(Entries for pointing and labeling)
** START **
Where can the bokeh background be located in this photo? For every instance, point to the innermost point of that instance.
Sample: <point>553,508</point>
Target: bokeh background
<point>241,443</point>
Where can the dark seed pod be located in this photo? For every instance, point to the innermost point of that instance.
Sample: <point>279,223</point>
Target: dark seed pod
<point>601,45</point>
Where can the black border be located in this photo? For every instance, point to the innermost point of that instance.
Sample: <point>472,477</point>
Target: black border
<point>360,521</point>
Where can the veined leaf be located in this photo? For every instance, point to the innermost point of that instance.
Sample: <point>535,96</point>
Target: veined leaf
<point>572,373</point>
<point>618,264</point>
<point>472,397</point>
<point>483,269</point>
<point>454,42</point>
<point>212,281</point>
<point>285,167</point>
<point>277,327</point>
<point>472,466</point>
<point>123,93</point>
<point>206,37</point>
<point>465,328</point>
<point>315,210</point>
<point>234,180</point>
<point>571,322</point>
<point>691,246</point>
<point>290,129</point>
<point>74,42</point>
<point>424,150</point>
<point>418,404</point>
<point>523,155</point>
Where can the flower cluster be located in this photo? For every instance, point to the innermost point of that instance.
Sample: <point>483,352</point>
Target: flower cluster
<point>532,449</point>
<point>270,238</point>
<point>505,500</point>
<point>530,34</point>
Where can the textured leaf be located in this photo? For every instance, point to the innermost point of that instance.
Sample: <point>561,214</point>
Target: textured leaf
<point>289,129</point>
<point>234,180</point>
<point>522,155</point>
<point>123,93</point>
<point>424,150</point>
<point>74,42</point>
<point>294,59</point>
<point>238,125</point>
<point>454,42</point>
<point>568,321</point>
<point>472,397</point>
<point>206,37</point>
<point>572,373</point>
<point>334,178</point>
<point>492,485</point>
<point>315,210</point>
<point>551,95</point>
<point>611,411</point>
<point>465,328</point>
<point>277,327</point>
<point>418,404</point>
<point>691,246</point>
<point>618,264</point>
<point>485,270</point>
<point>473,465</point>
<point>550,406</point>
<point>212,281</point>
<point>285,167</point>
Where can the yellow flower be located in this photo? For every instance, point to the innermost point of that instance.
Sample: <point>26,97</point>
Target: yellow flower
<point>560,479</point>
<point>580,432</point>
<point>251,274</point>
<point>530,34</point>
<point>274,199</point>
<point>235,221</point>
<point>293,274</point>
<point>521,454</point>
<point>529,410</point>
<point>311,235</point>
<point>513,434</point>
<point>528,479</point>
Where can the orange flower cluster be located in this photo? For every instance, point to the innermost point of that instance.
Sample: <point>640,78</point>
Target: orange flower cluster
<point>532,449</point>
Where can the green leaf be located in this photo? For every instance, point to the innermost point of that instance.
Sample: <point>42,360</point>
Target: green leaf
** END **
Your objective: Copy the lines of the entries word for word, starting at the line containing "Where can the black" and ending after the line containing "<point>360,521</point>".

Completed task:
Where can the black border be located in this photo? For every instance, point to the innermost point of that instance.
Sample: <point>472,477</point>
Target: black border
<point>360,521</point>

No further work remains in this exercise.